## Work instructions
Which lines of the records below contain the string "snow"? Pull out each of those lines and copy it in full.

## The records
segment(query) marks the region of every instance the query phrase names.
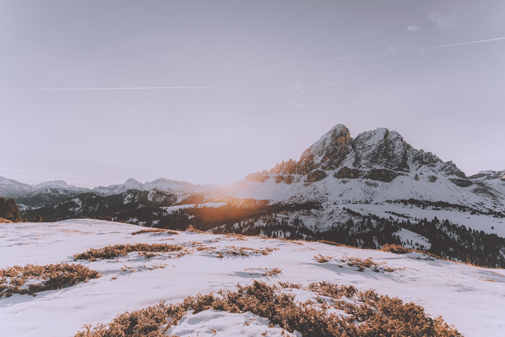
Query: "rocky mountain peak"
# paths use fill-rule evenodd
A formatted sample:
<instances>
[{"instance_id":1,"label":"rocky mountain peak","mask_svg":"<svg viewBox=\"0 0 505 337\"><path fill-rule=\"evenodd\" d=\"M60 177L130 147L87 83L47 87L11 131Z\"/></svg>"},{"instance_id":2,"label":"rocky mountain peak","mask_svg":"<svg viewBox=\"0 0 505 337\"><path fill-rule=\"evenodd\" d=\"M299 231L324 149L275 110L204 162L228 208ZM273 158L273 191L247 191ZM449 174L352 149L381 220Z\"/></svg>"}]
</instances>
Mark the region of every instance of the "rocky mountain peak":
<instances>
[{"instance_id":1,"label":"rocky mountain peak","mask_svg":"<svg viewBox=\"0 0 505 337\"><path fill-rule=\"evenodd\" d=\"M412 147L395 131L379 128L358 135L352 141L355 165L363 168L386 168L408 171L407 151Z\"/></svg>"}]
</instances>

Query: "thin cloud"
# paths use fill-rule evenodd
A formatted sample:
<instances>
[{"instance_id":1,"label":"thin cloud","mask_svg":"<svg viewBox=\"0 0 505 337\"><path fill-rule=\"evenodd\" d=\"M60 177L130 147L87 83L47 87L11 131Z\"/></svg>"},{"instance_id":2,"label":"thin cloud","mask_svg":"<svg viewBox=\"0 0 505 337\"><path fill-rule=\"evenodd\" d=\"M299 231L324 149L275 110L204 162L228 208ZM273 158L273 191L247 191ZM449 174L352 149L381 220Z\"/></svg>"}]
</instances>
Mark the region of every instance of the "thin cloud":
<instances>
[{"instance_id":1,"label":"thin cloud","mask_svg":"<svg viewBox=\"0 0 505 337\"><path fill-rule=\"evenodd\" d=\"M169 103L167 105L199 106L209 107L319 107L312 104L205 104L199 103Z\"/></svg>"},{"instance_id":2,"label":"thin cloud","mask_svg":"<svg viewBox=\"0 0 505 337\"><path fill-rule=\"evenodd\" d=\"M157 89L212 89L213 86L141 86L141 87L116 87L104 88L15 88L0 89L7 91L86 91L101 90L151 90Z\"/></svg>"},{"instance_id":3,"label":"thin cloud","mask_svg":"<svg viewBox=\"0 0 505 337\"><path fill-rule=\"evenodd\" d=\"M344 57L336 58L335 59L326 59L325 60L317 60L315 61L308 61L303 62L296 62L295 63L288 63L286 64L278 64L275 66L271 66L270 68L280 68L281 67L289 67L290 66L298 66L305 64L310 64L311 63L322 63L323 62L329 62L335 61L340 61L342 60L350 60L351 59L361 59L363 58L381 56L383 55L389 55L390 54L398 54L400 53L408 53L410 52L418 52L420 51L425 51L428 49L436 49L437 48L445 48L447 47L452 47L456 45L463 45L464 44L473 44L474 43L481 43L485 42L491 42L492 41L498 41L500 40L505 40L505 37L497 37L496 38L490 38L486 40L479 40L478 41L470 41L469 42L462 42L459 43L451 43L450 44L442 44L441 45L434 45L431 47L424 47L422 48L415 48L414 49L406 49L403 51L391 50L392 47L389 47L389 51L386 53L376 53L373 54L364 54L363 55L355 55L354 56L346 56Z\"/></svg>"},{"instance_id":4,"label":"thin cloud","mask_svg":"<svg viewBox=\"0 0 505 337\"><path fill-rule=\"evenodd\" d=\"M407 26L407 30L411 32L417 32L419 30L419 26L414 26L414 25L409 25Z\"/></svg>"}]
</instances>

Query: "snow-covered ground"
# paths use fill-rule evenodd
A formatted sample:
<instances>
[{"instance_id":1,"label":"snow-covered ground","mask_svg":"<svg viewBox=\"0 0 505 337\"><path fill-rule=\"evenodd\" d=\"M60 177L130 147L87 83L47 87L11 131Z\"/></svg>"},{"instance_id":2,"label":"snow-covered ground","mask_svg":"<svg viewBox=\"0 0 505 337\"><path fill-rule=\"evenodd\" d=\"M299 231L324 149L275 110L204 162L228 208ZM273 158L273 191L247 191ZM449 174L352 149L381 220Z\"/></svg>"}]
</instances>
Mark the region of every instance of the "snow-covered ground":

## Task answer
Query: "snow-covered ground"
[{"instance_id":1,"label":"snow-covered ground","mask_svg":"<svg viewBox=\"0 0 505 337\"><path fill-rule=\"evenodd\" d=\"M60 177L130 147L87 83L47 87L11 131Z\"/></svg>"},{"instance_id":2,"label":"snow-covered ground","mask_svg":"<svg viewBox=\"0 0 505 337\"><path fill-rule=\"evenodd\" d=\"M299 231L324 149L275 110L204 162L228 208ZM273 158L273 191L247 191ZM449 174L352 149L381 220Z\"/></svg>"}]
Mark the region of every instance of the "snow-covered ground":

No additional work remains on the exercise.